Information supplied ::
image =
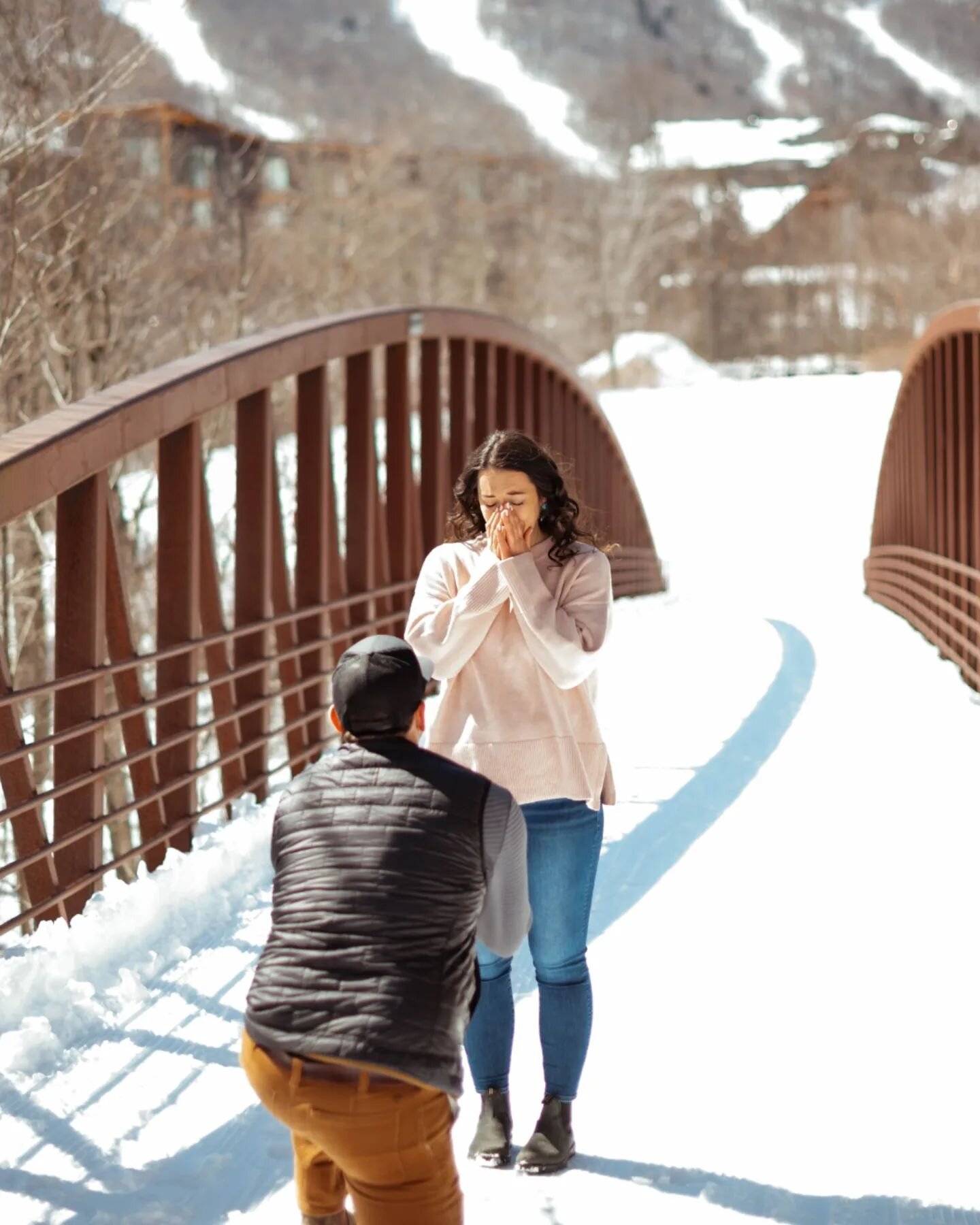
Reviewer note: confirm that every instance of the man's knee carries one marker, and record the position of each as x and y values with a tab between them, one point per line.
493	968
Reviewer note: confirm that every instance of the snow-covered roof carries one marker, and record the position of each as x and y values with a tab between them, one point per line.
715	144
762	208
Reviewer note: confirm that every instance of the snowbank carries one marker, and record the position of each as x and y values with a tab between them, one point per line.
63	985
651	358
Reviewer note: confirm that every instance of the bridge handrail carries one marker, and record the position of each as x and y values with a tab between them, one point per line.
928	508
455	374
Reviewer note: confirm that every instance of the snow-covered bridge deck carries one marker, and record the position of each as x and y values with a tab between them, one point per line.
784	928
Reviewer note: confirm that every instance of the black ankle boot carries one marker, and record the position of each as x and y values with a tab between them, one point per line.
491	1145
553	1145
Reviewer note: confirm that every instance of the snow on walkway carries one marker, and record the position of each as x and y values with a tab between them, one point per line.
783	935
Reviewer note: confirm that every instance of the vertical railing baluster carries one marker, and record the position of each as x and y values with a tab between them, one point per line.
315	522
129	695
286	635
398	465
482	392
539	390
18	781
434	474
178	617
228	734
973	384
254	520
80	646
505	414
461	406
361	490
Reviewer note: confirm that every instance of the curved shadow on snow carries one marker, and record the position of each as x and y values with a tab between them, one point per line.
632	866
232	1169
772	1203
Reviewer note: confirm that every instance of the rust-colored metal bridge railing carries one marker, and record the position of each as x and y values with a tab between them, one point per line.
257	693
925	546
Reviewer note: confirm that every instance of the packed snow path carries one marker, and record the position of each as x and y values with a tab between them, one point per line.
784	935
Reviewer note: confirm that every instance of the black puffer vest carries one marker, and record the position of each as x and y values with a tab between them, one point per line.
379	885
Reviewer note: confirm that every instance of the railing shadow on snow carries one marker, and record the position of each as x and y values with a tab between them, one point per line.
773	1203
632	866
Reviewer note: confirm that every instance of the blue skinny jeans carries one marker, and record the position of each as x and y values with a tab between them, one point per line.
564	843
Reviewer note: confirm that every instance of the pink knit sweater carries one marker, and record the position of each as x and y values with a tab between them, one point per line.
517	642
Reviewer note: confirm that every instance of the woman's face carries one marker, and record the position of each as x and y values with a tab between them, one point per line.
502	487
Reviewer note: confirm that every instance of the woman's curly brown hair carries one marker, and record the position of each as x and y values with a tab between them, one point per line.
512	451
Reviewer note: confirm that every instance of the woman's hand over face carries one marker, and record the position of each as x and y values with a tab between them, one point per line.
517	537
495	534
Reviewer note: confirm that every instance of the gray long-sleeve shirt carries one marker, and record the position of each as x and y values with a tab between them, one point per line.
505	919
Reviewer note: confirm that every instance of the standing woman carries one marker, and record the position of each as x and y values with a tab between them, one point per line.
514	610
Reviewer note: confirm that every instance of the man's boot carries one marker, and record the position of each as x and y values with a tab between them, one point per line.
553	1145
491	1145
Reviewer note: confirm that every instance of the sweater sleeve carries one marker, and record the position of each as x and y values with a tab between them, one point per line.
450	626
505	918
564	638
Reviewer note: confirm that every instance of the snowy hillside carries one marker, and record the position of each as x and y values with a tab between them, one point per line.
783	932
566	74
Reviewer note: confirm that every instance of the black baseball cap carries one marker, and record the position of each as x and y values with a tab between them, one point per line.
379	684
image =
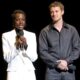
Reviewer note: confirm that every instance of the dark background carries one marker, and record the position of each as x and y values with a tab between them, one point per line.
37	18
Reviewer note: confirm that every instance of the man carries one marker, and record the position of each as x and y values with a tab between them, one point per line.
59	45
19	49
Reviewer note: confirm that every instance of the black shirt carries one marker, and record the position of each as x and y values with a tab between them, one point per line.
55	45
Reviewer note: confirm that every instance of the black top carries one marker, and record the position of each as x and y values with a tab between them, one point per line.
55	45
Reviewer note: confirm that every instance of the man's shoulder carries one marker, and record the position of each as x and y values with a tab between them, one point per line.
70	26
8	33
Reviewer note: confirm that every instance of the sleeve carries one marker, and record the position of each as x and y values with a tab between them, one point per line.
43	49
75	47
8	53
31	51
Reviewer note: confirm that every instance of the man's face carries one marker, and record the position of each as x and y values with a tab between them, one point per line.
19	21
56	13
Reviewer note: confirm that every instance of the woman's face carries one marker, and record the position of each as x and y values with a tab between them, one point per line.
19	21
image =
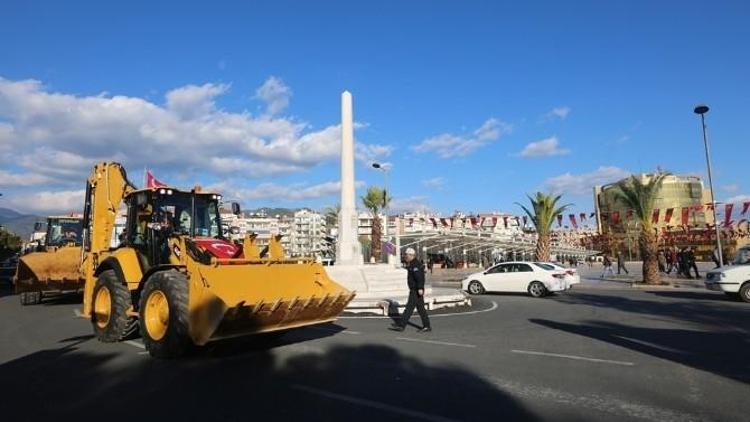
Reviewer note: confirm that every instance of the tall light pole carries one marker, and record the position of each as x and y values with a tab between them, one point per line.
384	168
702	109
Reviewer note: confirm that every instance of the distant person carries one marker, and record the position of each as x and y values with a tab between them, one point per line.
691	265
621	263
662	259
415	281
606	266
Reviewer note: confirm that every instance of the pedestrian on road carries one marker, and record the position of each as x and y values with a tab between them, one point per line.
662	261
415	281
607	266
691	263
621	263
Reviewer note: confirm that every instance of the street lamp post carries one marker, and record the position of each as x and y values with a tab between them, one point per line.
702	109
384	168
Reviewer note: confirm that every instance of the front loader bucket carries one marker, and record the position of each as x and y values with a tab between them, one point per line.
238	297
54	270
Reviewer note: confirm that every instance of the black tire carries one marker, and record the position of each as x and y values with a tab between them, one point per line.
176	341
30	298
537	289
475	287
745	292
119	325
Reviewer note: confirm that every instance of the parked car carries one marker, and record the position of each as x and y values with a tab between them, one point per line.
571	277
733	280
519	277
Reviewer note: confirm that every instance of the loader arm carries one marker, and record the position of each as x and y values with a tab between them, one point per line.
106	188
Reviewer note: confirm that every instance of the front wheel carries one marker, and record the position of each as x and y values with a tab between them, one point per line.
164	314
475	288
745	292
537	289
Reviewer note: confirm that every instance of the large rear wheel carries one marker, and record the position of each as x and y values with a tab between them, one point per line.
112	301
164	314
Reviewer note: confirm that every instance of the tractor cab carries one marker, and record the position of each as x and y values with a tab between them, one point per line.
158	218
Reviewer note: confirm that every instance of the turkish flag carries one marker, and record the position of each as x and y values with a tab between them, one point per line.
685	215
152	182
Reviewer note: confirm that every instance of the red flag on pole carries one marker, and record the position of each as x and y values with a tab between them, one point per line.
152	182
655	216
728	214
668	215
685	215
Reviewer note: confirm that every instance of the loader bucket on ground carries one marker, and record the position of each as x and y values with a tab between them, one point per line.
237	297
47	271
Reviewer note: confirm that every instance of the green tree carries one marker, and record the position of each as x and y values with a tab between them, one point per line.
640	197
544	214
375	200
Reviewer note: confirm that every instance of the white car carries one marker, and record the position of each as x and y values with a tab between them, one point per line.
516	277
571	277
734	280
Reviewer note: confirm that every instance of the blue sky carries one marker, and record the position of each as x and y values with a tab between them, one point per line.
453	94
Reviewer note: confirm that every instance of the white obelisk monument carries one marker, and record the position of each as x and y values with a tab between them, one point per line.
348	249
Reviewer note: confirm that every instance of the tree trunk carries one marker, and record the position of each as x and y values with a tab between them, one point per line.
376	245
542	248
649	246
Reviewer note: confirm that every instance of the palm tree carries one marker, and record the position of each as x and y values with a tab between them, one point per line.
640	197
374	200
545	211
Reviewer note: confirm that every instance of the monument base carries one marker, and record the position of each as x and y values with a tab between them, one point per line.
382	289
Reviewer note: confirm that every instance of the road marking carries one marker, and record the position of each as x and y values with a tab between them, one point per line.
135	344
442	343
491	308
373	404
558	355
333	330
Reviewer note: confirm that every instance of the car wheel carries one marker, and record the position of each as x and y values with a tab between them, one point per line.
745	292
475	287
537	289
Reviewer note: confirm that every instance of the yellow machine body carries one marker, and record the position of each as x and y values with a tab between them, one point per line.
251	291
56	268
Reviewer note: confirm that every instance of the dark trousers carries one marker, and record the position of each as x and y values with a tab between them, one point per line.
415	300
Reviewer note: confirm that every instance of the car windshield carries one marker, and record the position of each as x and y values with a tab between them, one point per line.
62	231
743	257
176	211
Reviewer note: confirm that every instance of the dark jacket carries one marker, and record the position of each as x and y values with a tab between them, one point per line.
415	278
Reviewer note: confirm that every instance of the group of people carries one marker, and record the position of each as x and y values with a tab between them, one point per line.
679	260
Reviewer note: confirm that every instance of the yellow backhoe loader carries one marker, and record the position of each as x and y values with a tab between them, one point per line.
177	276
55	267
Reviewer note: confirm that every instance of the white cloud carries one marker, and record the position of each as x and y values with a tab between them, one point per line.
434	183
448	145
46	202
730	188
60	136
583	184
737	198
557	113
408	204
275	94
544	148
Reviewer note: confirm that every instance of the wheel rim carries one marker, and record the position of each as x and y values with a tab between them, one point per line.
102	307
156	315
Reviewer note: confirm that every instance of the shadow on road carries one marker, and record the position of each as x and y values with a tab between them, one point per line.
299	381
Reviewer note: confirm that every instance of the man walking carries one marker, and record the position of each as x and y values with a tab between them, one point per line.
415	280
621	263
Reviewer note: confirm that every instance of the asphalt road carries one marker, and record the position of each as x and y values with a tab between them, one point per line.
590	354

Goal ::
Write out everything from the line containing "Reviewer note: confirm that every instance of the man walking" down to the end of the material above, keeping each request line as it stands. Multiply every x and y coordinate in the answers by 0.3 and round each result to a whole number, rounding halves up.

The reply ::
Reviewer note: confirm that every instance of the man walking carries one marker, and record the position of each as x and y values with a tab between them, one point per line.
125	84
186	79
Reviewer note: confirm that every instance of the asphalt road carries one marker, and record the position of each as x and y values with a tab between them, one point per line.
177	106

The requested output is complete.